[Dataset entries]
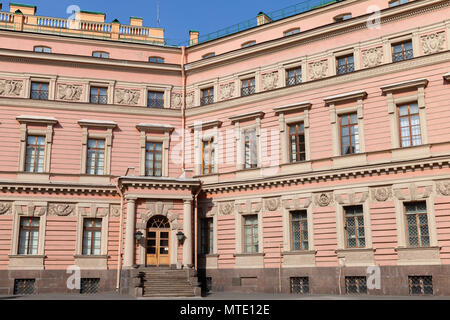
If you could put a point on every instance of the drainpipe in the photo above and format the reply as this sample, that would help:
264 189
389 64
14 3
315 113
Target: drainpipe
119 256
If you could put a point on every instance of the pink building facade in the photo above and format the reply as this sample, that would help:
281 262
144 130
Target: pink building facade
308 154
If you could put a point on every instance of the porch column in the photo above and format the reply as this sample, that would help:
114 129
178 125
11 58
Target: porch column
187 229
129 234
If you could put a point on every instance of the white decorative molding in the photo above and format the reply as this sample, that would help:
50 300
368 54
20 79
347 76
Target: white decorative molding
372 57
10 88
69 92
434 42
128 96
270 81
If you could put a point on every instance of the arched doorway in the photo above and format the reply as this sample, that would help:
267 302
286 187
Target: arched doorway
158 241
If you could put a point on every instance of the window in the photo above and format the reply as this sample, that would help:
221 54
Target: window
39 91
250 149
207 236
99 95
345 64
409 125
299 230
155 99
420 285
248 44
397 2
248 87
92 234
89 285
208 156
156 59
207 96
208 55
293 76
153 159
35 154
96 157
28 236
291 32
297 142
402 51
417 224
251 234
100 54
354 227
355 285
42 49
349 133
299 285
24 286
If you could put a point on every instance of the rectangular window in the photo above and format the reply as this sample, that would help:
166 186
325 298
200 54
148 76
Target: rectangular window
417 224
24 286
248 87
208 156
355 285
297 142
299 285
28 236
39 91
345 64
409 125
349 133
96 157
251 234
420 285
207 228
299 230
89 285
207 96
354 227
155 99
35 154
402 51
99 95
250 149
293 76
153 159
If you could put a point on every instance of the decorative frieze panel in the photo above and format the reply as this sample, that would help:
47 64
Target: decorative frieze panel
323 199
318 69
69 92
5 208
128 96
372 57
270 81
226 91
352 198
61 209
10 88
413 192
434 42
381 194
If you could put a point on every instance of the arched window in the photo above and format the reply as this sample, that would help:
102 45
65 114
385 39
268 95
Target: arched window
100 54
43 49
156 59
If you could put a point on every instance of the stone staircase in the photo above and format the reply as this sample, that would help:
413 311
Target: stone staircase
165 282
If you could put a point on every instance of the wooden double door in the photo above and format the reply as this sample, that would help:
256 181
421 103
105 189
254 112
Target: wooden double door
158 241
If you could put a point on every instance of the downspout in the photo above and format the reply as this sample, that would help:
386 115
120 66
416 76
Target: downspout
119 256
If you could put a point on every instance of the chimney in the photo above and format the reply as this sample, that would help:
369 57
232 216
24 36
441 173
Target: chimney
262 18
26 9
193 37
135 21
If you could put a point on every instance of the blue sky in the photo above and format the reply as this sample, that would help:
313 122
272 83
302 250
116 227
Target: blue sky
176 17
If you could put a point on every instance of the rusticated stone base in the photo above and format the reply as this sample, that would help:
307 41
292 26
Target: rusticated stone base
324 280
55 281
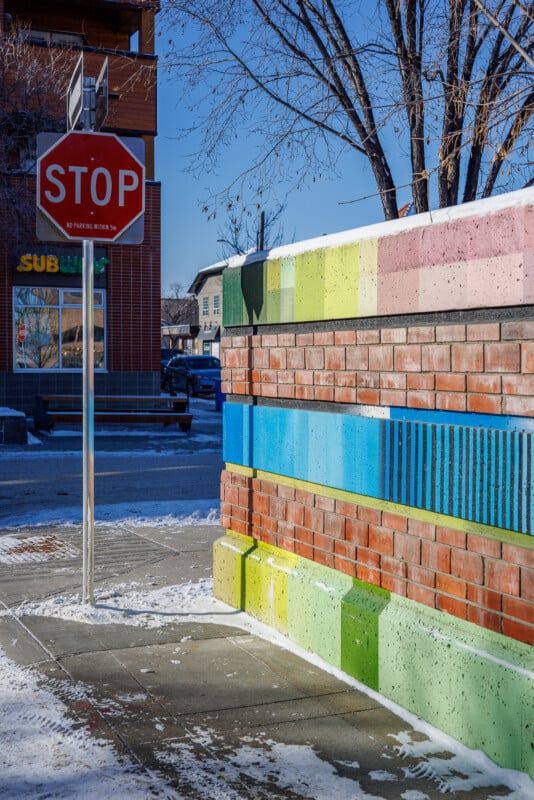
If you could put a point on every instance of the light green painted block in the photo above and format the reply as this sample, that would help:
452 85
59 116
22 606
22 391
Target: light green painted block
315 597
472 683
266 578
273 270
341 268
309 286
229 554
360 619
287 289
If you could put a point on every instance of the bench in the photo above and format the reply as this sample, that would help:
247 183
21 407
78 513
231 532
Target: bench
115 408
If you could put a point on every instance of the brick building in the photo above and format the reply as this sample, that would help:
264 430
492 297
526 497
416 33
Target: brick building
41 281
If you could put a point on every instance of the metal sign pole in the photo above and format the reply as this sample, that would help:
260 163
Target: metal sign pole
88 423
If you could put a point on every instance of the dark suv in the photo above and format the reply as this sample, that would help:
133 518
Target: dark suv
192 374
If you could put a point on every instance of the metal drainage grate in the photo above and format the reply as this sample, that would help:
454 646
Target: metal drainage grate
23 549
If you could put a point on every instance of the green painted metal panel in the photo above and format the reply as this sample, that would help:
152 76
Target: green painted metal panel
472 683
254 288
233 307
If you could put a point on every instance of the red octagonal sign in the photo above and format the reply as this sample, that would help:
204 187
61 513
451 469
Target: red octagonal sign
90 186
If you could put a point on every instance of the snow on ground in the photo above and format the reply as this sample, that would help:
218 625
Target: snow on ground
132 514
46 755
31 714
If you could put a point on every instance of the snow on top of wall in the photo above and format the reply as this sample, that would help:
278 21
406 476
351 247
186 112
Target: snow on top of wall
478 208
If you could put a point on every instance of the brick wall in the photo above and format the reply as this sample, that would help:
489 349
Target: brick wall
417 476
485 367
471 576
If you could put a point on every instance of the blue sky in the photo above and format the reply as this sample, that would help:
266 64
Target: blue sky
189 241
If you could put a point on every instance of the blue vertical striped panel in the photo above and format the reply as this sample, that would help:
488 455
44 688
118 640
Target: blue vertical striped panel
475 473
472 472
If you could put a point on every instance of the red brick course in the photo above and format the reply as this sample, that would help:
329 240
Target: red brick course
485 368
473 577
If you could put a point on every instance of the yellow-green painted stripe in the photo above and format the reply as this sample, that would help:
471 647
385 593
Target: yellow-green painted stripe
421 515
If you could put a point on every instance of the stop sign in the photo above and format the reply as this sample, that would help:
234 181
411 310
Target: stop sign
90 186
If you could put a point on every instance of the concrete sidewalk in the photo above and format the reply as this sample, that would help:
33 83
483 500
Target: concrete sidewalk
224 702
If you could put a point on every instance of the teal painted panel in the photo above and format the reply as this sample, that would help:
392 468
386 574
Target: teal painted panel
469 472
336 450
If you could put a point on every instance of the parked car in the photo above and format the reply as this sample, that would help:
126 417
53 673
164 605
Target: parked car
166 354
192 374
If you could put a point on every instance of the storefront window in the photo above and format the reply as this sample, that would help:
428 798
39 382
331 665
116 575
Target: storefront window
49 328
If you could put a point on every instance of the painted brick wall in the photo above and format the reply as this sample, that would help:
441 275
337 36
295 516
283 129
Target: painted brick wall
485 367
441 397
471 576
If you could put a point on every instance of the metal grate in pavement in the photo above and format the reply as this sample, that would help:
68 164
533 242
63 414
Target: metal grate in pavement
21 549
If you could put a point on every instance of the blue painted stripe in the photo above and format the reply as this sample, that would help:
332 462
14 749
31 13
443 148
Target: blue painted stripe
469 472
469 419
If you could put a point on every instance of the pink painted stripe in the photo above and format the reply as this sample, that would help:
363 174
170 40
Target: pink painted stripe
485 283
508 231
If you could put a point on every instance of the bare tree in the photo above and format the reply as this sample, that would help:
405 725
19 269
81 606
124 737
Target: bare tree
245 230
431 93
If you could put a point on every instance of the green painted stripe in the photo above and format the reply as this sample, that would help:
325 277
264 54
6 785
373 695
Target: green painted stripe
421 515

▶ **GOAL**
Without the pictures, transcribe the listing above exactly.

▶ **THE COMPLETED TASK**
If you could put a point on every instance of the drainpipe in the photo above and format the reply as this sample, that would help:
264 189
389 64
14 3
315 113
Target: drainpipe
119 256
If you could put a point on every instance of the pink building facade in the photo above and format the reply as this sample, that would help:
281 262
144 130
Target: pink building facade
308 154
If you could put a point on every instance of the porch column in the photo above and format the reply as this sample, that would help:
114 129
178 125
11 58
Target: porch column
187 229
129 234
If you could put a point on every instance of the white decorative molding in the photo above and format the reply as this sample, that would help:
50 300
368 54
20 79
347 76
Target: white decorative molding
372 57
10 88
69 92
434 42
128 96
270 81
If you could put a point on every instance of the arched doorway in the photo above and format the reply as this sample, that would help:
267 302
286 187
Target: arched doorway
158 241
If you could put a point on every instance of the window in the photo above and format the reply as this sample, that would help:
221 54
Target: window
39 91
250 149
207 236
99 95
345 64
409 125
299 230
155 99
420 285
248 44
397 2
248 87
92 234
89 285
208 156
156 59
207 96
208 55
293 76
153 159
35 154
96 157
28 236
291 32
297 142
402 51
417 224
251 234
100 54
354 227
355 285
42 49
349 133
299 285
24 286
If you could put a point on every instance of the rectangular window in the photo above and format the reply as this sample, that would help:
166 186
325 298
200 54
148 76
Target: rectangular window
417 224
24 286
248 87
208 156
355 285
297 142
299 285
28 236
39 91
345 64
409 125
349 133
96 157
251 234
420 285
207 228
299 230
89 285
207 96
354 227
155 99
35 154
402 51
99 95
250 149
293 76
153 159
If you could put a point on every instance of the decorative frieze panel in the photo above and format the reply as this sample, that would help:
47 64
Target: decorative frieze panel
323 199
318 69
69 92
5 208
128 96
372 57
270 81
226 91
352 198
61 209
10 88
413 192
434 42
381 194
If you could put a point on every instance of the arched window in the photo above and format the reply as this sample, that would help:
102 45
65 114
385 39
268 95
Target: arched window
100 54
43 49
156 59
If you could put a point on every instance of the stone staircase in the photo above and format the reply as this sample, that would help:
413 311
Target: stone staircase
165 282
If you could put a point on every instance of the wooden double door in the photo above and format the reply as this sample, that would help:
256 181
421 103
105 189
254 112
Target: wooden double door
158 241
If you could put a point on every instance of the downspout in the photo above and format the reply as this sample, that would help:
386 115
120 66
416 76
Target: downspout
119 256
If you could put a point on every instance of the chimney in the photo above and format the reply as this sample, that would help:
369 57
232 216
24 36
441 173
Target: chimney
262 18
26 9
193 37
135 21
If you could put a point on every instance of the blue sky in the photo above and format the reply as this sample, that would help:
313 122
272 83
302 250
116 227
Target: blue sky
176 17
If you could put a point on every instance of the rusticated stone base in the photo above and format the reply as this sample, that would help:
307 41
292 26
Target: rusticated stone base
324 280
55 281
If you could put a point on every instance of the light green painted block in the photo above and format the reply as this sample, that would help:
452 85
59 116
22 606
22 391
Target: light green painted block
315 597
472 683
266 578
273 270
341 268
309 286
229 554
360 619
287 289
If you could put a point on every instance of the bench in the photo above and format the reply as this sample, that would help:
247 183
21 407
78 513
231 532
Target: bench
115 408
If you could put a point on every instance of the brick building in the photo above and format the reply as this sample, that would help:
264 430
492 297
526 497
416 33
Target: brick building
41 281
If you could put a point on every instance of the metal sign pole in the photo above and format the reply as this sample, that would help:
260 163
Target: metal sign pole
88 423
If you could put a point on every instance of the dark suv in the photo above and format the reply as this sample, that would help:
133 518
Target: dark suv
192 374
If you could put a point on every instance of the metal drainage grate in the photo above and format the reply as this sample, that would help:
454 646
Target: metal drainage grate
23 549
If you could put a point on every instance of the green painted metal panel in the photo above and format the reply as this sample, that would help:
152 76
Target: green painted metal panel
472 683
254 288
233 307
If you could put a point on every instance of the red octagonal sign in the photo above and format the reply as this sample, that would help:
204 187
61 513
451 469
Target: red octagonal sign
90 186
If you could put a point on every instance of the snow on ground in the photo above and format the reply as this sample, that would help:
218 625
Target: snow on ground
132 514
46 755
31 714
If you could put a point on every instance of the snow on top of wall in the photo above and format the reply as this sample, that would help:
278 21
406 476
351 247
186 112
Target: snow on top of wall
478 208
If you could put a point on every instance of the brick wall in the photo above and format the reply as this sample, that would help:
489 349
Target: brick wall
417 476
485 367
471 576
If you could put a point on every instance of the blue sky in the photo above and format the reply as this sample, that would help:
266 64
Target: blue sky
189 241
If you could put a point on every instance of the blue vertical striped panel in the photo above and format the reply as this sample, that would help:
488 455
44 688
118 640
Target: blue vertical striped panel
475 473
472 472
If you could put a point on every instance of the red brick course in the photo above and format the reply as this sample, that would help:
329 240
Target: red brick course
485 368
473 577
If you could put a point on every instance of the yellow-green painted stripe in the photo above and format the reply as this sample, that would help:
471 647
385 593
Target: yellow-green painted stripe
421 515
If you could put a point on every instance of the stop sign in the photo above and format the reply as this sample, that would help:
234 181
411 310
Target: stop sign
90 186
If you could put a point on every instance of the concrete sidewalk in the photo above and format the reply as this sample, that would help:
33 83
483 500
Target: concrete sidewalk
224 702
If you could put a point on every instance of the teal painted panel in the photo above and format the reply as this sample, that would help:
392 468
386 574
Target: teal painted panel
469 472
336 450
If you could put a point on every instance of the parked car in the photo above and format the reply as this sample, that would help:
126 417
53 673
164 605
Target: parked car
166 354
192 374
If you could put a point on every instance of the storefront window in the photo above and format the reply as this sample, that would help:
428 798
39 382
331 665
116 575
Target: storefront window
49 328
If you could put a point on every instance of the painted brick wall in the photo above and format the reply as this sample, that would help:
441 275
337 36
295 516
283 129
Target: painted brick wall
485 367
441 397
471 576
If you could put a point on every instance of the metal grate in pavement in the photo above and format the reply as this sample, that would help:
68 164
533 242
63 414
Target: metal grate in pavement
21 549
If you could put a point on every instance of the blue painted stripe in the photo above and format the reply as this sample, that would help:
332 462
14 749
31 13
443 148
Target: blue painted stripe
469 472
469 419
If you could put a point on every instance of the pink painted stripe in the photo above and format the reply as this sample, that would help:
363 174
170 40
Target: pink painted stripe
485 283
508 231
If you could put a point on every instance of the bare tree in the photo above and format the reply as this sample, that would help:
405 725
19 269
81 606
124 737
Target: bare tree
245 230
431 93
If you could put a point on every instance of the green painted stripe in the photo above and format the reply as this sample, that would help:
325 277
264 54
6 785
373 695
Target: green painted stripe
421 515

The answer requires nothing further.